## Work to complete:
The data below is to be copied exactly, line by line.

Dataset entries
--------------------------------

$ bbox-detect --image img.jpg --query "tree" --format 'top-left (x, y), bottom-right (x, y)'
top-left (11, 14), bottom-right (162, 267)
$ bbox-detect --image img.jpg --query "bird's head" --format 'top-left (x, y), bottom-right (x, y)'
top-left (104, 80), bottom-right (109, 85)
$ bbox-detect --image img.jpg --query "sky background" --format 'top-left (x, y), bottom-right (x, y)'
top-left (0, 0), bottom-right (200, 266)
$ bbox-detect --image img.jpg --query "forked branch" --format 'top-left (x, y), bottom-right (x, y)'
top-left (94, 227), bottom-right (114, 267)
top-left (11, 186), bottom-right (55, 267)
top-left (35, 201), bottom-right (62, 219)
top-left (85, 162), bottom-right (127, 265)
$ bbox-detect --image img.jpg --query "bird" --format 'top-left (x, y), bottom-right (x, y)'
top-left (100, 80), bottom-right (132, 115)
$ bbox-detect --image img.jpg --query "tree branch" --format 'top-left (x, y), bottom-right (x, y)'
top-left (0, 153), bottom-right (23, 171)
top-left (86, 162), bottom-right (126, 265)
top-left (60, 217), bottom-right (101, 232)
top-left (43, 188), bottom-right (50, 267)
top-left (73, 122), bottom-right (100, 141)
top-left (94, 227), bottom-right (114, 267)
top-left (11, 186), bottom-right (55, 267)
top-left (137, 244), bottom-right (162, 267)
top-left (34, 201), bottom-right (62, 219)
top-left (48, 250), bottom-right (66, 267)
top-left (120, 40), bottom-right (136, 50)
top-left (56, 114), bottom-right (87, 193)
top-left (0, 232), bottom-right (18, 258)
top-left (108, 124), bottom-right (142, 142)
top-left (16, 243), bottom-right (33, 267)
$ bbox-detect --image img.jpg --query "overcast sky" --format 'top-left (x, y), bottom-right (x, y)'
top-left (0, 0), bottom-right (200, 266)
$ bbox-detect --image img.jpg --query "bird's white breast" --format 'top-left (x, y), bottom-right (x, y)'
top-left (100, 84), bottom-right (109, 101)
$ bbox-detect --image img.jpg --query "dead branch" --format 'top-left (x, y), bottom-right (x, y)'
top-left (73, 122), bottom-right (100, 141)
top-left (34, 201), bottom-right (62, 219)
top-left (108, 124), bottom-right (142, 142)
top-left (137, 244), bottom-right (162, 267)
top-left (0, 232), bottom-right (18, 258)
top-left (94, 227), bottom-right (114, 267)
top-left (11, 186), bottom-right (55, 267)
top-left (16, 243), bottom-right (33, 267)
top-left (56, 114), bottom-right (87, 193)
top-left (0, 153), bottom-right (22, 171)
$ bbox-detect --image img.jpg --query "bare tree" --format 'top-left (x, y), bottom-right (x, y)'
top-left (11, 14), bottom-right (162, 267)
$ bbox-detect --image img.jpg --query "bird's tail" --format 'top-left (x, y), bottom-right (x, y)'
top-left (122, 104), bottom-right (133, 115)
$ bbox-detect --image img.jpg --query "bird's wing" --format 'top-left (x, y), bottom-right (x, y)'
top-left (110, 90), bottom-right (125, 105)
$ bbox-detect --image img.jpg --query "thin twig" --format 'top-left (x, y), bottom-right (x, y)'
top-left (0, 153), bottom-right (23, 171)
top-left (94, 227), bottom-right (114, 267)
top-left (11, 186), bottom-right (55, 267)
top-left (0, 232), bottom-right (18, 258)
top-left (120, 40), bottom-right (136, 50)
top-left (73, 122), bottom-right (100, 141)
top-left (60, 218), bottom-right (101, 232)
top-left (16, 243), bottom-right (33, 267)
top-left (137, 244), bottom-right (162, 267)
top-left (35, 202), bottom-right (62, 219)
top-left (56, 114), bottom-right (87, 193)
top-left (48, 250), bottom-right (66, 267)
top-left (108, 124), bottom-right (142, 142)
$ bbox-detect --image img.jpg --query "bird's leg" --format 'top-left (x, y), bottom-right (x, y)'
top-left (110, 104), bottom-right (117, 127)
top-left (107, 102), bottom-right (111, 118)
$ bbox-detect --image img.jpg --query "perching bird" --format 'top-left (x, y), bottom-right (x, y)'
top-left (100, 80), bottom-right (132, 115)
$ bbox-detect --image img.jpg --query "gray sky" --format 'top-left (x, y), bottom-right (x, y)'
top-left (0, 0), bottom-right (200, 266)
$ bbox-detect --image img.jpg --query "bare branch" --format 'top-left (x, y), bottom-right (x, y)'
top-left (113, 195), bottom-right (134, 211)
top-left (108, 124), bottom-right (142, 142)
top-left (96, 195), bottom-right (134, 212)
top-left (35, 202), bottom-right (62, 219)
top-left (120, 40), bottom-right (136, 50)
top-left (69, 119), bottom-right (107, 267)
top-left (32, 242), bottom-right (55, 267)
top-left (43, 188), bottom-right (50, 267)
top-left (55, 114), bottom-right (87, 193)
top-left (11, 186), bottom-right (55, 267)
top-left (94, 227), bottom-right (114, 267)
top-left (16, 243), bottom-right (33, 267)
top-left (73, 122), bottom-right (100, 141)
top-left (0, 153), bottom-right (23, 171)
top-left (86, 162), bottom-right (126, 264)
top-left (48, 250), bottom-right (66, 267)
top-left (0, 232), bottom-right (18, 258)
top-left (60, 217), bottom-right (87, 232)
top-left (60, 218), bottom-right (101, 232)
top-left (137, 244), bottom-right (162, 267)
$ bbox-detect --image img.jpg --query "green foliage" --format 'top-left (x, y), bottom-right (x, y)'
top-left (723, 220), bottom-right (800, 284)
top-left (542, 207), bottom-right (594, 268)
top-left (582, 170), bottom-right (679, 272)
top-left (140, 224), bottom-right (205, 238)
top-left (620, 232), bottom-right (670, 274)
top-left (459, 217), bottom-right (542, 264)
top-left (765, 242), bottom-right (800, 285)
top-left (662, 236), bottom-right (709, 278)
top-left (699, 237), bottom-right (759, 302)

--------------------------------

## Reply to the task:
$ bbox-detect --image img.jpg --query "tree" --format 'top-left (x, y), bottom-right (x, y)'
top-left (11, 14), bottom-right (162, 267)
$ bbox-detect --image img.jpg --query "bird's head" --format 'top-left (x, y), bottom-right (x, y)'
top-left (104, 80), bottom-right (109, 85)
$ bbox-detect --image img.jpg --query "sky background" --format 'top-left (x, y), bottom-right (x, y)'
top-left (0, 0), bottom-right (200, 266)
$ bbox-detect --image img.jpg --query "forked branch" --format 'top-left (x, y), bottom-right (x, y)'
top-left (94, 227), bottom-right (114, 267)
top-left (11, 186), bottom-right (55, 267)
top-left (35, 201), bottom-right (62, 219)
top-left (85, 162), bottom-right (127, 265)
$ bbox-detect --image img.jpg --query "bird" --format 'top-left (x, y), bottom-right (x, y)'
top-left (100, 80), bottom-right (132, 115)
$ bbox-detect --image img.jpg --query "tree branch" --format 'top-left (x, y), bottom-right (x, y)'
top-left (0, 153), bottom-right (23, 171)
top-left (86, 162), bottom-right (126, 265)
top-left (60, 217), bottom-right (101, 232)
top-left (43, 188), bottom-right (50, 267)
top-left (73, 122), bottom-right (100, 141)
top-left (94, 227), bottom-right (114, 267)
top-left (11, 186), bottom-right (55, 267)
top-left (137, 244), bottom-right (162, 267)
top-left (34, 201), bottom-right (62, 219)
top-left (48, 250), bottom-right (66, 267)
top-left (120, 40), bottom-right (136, 50)
top-left (56, 114), bottom-right (87, 193)
top-left (0, 232), bottom-right (18, 258)
top-left (108, 124), bottom-right (142, 142)
top-left (16, 243), bottom-right (33, 267)
$ bbox-detect --image img.jpg --query "overcast sky" --format 'top-left (x, y), bottom-right (x, y)'
top-left (0, 0), bottom-right (200, 266)
$ bbox-detect --image img.jpg --query "bird's white breast" --format 'top-left (x, y), bottom-right (x, y)'
top-left (100, 84), bottom-right (109, 101)
$ bbox-detect --image img.jpg --query "dead branch" --format 'top-left (x, y), bottom-right (x, y)'
top-left (73, 122), bottom-right (100, 141)
top-left (34, 201), bottom-right (62, 219)
top-left (108, 124), bottom-right (142, 142)
top-left (137, 244), bottom-right (162, 267)
top-left (0, 232), bottom-right (18, 258)
top-left (94, 227), bottom-right (114, 267)
top-left (11, 186), bottom-right (55, 267)
top-left (16, 243), bottom-right (33, 267)
top-left (56, 114), bottom-right (87, 193)
top-left (0, 153), bottom-right (22, 171)
$ bbox-detect --image img.jpg --query "bare tree" --format 'top-left (x, y), bottom-right (x, y)'
top-left (11, 14), bottom-right (162, 267)
$ bbox-detect --image img.jpg --query "bird's tail" --format 'top-left (x, y), bottom-right (x, y)'
top-left (122, 104), bottom-right (133, 115)
$ bbox-detect --image img.jpg --query "bird's wing" --format 'top-left (x, y), bottom-right (x, y)'
top-left (110, 90), bottom-right (125, 105)
$ bbox-detect --image img.jpg --query "thin twig" --format 'top-left (x, y), bottom-right (x, y)'
top-left (0, 153), bottom-right (23, 171)
top-left (94, 227), bottom-right (114, 267)
top-left (11, 186), bottom-right (55, 267)
top-left (0, 232), bottom-right (18, 258)
top-left (120, 40), bottom-right (136, 50)
top-left (73, 122), bottom-right (100, 141)
top-left (60, 218), bottom-right (101, 232)
top-left (16, 243), bottom-right (33, 267)
top-left (137, 244), bottom-right (162, 267)
top-left (35, 202), bottom-right (62, 219)
top-left (56, 114), bottom-right (87, 193)
top-left (48, 250), bottom-right (66, 267)
top-left (108, 124), bottom-right (142, 142)
$ bbox-detect --image img.jpg --query "bird's leg" --format 'top-left (x, y), bottom-right (x, y)'
top-left (110, 104), bottom-right (117, 127)
top-left (107, 102), bottom-right (111, 118)
$ bbox-detect --image img.jpg --query "perching bird" --format 'top-left (x, y), bottom-right (x, y)'
top-left (100, 80), bottom-right (132, 115)
$ bbox-detect --image img.jpg --query "gray sky" --format 'top-left (x, y), bottom-right (x, y)'
top-left (0, 0), bottom-right (200, 266)
$ bbox-detect --image img.jpg --query "bare branch" --format 'top-left (x, y), bottom-right (x, y)'
top-left (113, 195), bottom-right (134, 211)
top-left (108, 124), bottom-right (142, 142)
top-left (96, 195), bottom-right (134, 212)
top-left (35, 202), bottom-right (62, 219)
top-left (120, 40), bottom-right (136, 50)
top-left (69, 119), bottom-right (107, 267)
top-left (32, 242), bottom-right (55, 267)
top-left (43, 188), bottom-right (50, 267)
top-left (55, 114), bottom-right (87, 193)
top-left (11, 186), bottom-right (55, 267)
top-left (94, 227), bottom-right (114, 267)
top-left (16, 243), bottom-right (33, 267)
top-left (73, 122), bottom-right (100, 141)
top-left (0, 153), bottom-right (23, 171)
top-left (86, 162), bottom-right (126, 264)
top-left (48, 250), bottom-right (66, 267)
top-left (0, 232), bottom-right (18, 258)
top-left (60, 217), bottom-right (87, 232)
top-left (60, 218), bottom-right (101, 232)
top-left (137, 244), bottom-right (162, 267)
$ bbox-detect --image img.jpg --query "green foliage" --format 'top-left (x, y), bottom-right (x, y)'
top-left (723, 220), bottom-right (800, 284)
top-left (542, 207), bottom-right (594, 268)
top-left (582, 170), bottom-right (679, 272)
top-left (140, 224), bottom-right (205, 238)
top-left (620, 232), bottom-right (670, 274)
top-left (459, 217), bottom-right (542, 264)
top-left (765, 242), bottom-right (800, 285)
top-left (662, 236), bottom-right (709, 278)
top-left (699, 237), bottom-right (759, 302)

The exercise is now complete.